Some records
+ + + + +
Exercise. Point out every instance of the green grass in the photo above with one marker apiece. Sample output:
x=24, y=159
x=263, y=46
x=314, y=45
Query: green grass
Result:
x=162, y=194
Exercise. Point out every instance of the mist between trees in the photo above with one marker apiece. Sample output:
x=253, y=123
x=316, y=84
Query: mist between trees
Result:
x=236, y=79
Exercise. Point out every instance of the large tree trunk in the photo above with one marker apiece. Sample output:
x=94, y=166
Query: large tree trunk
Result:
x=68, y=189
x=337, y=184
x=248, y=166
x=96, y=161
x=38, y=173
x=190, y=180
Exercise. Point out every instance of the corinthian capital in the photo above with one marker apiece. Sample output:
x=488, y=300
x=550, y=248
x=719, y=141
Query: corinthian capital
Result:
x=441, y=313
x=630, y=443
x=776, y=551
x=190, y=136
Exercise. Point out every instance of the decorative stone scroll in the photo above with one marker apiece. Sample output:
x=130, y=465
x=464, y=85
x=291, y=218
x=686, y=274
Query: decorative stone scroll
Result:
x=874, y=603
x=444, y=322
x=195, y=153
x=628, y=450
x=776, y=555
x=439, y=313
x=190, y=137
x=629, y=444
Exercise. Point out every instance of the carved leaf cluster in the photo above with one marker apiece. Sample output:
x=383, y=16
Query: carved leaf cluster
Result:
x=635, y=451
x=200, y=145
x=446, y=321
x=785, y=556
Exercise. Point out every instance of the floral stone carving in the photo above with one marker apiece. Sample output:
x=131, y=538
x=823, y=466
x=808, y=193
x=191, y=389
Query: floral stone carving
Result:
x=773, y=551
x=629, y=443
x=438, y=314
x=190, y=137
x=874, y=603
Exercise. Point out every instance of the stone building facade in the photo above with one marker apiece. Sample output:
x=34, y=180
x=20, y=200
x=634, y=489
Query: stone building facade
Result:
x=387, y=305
+ + + + +
YOUR INSTRUCTIONS.
Starting with the first line of the data and going on through the line with "x=236, y=79", write those lines out again with "mist between trees" changed to "fog between trees" and everything else left as it is.

RESPONSE.
Exercise. Point out every instance of the green grass in the photo above with one marker apiece. Sample output:
x=24, y=159
x=263, y=46
x=314, y=45
Query: green grass
Result:
x=162, y=194
Exercise. Point out every instance of the fog between trees in the photo above with one marker apiece. Sample output:
x=253, y=123
x=316, y=84
Query: fog between trees
Result:
x=236, y=79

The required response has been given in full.